**GIVEN TASK:** Please reproduce every line of the material from the line containing "Keypoint rule: one marker on every instance of the blue" through the end of the material, moving each coordinate by adding 104 to both of its numbers. Leave the pictures out of your answer.

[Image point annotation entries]
┌────────
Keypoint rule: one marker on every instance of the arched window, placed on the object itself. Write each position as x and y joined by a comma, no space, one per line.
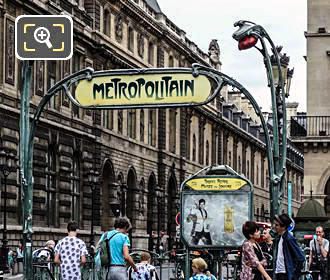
170,61
207,152
239,165
120,121
151,53
130,39
152,128
51,182
142,125
257,175
76,178
131,123
172,132
194,148
106,22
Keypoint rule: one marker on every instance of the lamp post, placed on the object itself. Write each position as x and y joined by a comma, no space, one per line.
248,35
7,165
159,198
92,179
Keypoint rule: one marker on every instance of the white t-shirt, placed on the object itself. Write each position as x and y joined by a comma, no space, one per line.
70,250
280,266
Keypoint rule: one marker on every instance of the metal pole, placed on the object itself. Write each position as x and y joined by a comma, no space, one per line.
158,225
92,243
26,169
4,249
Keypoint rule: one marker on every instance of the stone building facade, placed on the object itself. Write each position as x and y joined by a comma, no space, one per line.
311,131
142,155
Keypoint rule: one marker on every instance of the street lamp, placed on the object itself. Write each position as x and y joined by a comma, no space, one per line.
159,201
7,165
92,179
278,76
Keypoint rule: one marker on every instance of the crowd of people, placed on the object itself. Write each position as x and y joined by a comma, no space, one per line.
70,253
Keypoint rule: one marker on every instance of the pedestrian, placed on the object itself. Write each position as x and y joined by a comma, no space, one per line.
20,256
45,253
146,271
70,253
210,275
201,224
253,260
118,245
199,266
267,246
290,257
319,249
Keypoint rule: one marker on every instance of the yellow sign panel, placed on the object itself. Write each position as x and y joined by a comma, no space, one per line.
140,89
216,184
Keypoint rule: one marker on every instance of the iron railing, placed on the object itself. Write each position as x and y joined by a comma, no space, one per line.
310,126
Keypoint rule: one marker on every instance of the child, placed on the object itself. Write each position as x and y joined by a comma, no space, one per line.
145,270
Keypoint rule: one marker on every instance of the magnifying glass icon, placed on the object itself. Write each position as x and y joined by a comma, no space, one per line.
41,35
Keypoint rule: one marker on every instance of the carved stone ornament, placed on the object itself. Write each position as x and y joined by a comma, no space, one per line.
140,41
214,54
10,52
119,28
40,77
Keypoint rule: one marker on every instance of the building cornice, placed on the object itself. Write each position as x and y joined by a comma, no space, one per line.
312,34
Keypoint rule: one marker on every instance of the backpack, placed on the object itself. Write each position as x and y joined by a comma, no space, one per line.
35,256
105,252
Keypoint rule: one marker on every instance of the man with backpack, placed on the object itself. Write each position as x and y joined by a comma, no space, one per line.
118,243
70,253
318,257
146,271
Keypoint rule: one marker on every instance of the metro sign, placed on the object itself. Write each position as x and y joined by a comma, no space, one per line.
147,88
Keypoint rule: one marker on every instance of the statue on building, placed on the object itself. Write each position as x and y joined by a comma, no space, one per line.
214,54
119,28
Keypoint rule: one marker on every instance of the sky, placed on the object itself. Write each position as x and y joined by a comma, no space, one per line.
285,21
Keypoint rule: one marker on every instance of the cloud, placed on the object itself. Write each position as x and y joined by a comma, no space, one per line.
285,22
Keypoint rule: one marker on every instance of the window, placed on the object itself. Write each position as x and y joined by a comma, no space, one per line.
51,187
76,67
142,125
106,22
107,119
120,121
172,132
207,148
151,53
131,123
194,148
188,139
51,80
75,203
152,128
130,39
263,172
239,165
171,61
257,179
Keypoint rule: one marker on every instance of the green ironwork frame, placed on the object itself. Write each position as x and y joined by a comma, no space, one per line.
27,129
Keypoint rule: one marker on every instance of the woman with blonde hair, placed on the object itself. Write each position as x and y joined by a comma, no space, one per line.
199,266
253,260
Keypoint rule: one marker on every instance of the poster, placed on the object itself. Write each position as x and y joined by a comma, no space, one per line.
214,219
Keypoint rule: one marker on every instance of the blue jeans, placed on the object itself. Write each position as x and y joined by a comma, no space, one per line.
117,273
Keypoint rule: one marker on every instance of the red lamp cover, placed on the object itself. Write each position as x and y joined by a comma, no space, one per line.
247,42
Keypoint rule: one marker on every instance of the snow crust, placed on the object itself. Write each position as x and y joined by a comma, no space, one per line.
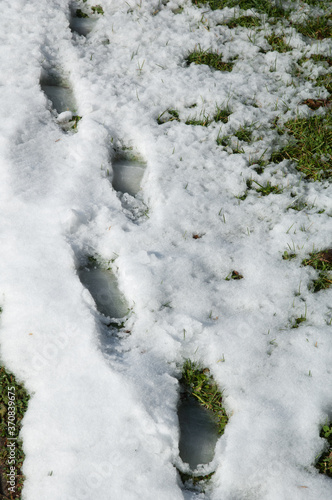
└────────
**OUTPUT FOR THIS TASK:**
Keypoint rule: one marker on every instance of the blue jeans, placed on the object itself. Write each position as x and y joined by a comma, no space, one per line.
221,377
Keypoint rule: one marker on every instance of the red lamp cover, placed on the object itself. Write each position as x and y joined by a comma, no space, one per line.
351,146
Keypoint rule: one marker on every instance of the snow crust, placed on the object itself. Write each position as x and y joined by a comma, no space, one per line.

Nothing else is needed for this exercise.